**Problem statement**. Set down the following material line for line and without alteration, omitting the pictures.

---- Data extract

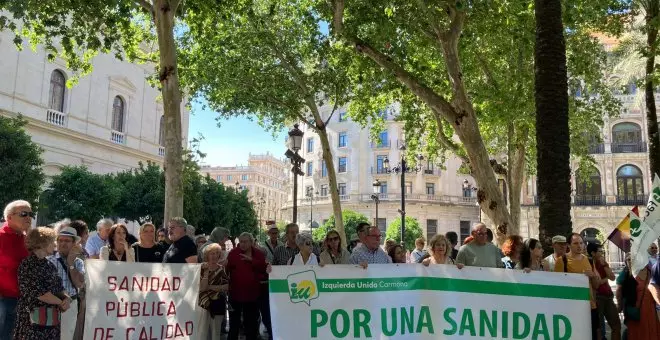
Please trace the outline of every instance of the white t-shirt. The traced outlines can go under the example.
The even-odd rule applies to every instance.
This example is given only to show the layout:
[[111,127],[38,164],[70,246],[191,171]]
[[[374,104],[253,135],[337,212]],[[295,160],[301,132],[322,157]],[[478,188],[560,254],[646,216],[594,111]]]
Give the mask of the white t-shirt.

--------

**Result below**.
Please trace the outline of every instance of the white t-shirt. The traced outlines can go under the example.
The even-odd rule applies to every instance.
This example is given only to show the layout:
[[111,127],[38,164],[70,246],[191,171]]
[[[374,104],[253,135],[337,212]],[[295,160],[301,132],[322,157]],[[478,188],[560,254],[646,216],[594,111]]]
Give the mask of the white t-shirt.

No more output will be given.